STATED TASK
Count how many lines in the material below contain the string "palm". Reply with the number alone.
------------------------------------------------------------
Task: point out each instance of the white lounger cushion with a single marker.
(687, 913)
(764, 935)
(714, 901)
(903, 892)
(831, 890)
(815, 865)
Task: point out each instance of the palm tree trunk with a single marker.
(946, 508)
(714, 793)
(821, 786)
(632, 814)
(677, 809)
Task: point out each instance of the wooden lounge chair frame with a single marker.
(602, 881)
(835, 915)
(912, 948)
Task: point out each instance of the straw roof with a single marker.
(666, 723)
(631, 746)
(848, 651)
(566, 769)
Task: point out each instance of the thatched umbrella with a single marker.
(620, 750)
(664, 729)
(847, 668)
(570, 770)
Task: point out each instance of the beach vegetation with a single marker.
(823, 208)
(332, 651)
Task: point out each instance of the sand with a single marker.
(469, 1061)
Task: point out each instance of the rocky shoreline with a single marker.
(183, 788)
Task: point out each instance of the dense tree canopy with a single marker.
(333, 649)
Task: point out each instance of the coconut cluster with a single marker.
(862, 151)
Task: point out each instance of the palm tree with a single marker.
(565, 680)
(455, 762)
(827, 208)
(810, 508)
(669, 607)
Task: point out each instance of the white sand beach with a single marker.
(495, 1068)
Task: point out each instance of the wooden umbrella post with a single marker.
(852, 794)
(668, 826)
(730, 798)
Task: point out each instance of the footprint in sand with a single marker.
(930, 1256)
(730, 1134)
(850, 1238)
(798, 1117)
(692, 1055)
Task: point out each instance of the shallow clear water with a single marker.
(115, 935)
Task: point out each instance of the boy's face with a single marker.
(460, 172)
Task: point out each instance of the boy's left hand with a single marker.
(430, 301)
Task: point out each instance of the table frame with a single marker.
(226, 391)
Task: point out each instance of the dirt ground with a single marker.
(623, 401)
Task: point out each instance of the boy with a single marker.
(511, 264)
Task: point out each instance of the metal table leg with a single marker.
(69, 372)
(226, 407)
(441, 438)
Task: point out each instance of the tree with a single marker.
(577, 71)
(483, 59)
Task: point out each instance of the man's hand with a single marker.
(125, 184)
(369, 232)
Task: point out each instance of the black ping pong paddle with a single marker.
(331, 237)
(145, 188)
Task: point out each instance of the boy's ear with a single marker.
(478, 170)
------------------------------------------------------------
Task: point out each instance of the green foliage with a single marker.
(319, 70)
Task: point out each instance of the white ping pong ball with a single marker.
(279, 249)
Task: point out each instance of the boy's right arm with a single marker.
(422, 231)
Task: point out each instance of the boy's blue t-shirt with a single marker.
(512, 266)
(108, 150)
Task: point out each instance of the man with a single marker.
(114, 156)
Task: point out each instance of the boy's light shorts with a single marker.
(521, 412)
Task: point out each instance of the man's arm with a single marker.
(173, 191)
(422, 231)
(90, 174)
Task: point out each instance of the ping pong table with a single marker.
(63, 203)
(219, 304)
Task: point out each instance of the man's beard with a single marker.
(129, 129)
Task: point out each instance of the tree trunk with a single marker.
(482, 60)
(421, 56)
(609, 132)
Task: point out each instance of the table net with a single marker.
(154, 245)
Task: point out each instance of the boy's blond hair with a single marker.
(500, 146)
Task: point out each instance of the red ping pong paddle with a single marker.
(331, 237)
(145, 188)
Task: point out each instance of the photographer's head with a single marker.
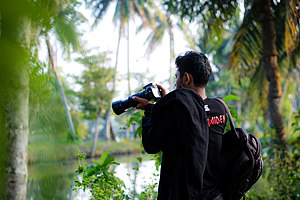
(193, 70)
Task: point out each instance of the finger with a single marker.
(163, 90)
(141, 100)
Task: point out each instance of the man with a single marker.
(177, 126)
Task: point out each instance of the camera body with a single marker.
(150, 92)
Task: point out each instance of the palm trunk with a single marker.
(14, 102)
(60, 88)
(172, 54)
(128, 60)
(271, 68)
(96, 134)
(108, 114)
------------------------------------------------------------
ANSWER TO THE TASK
3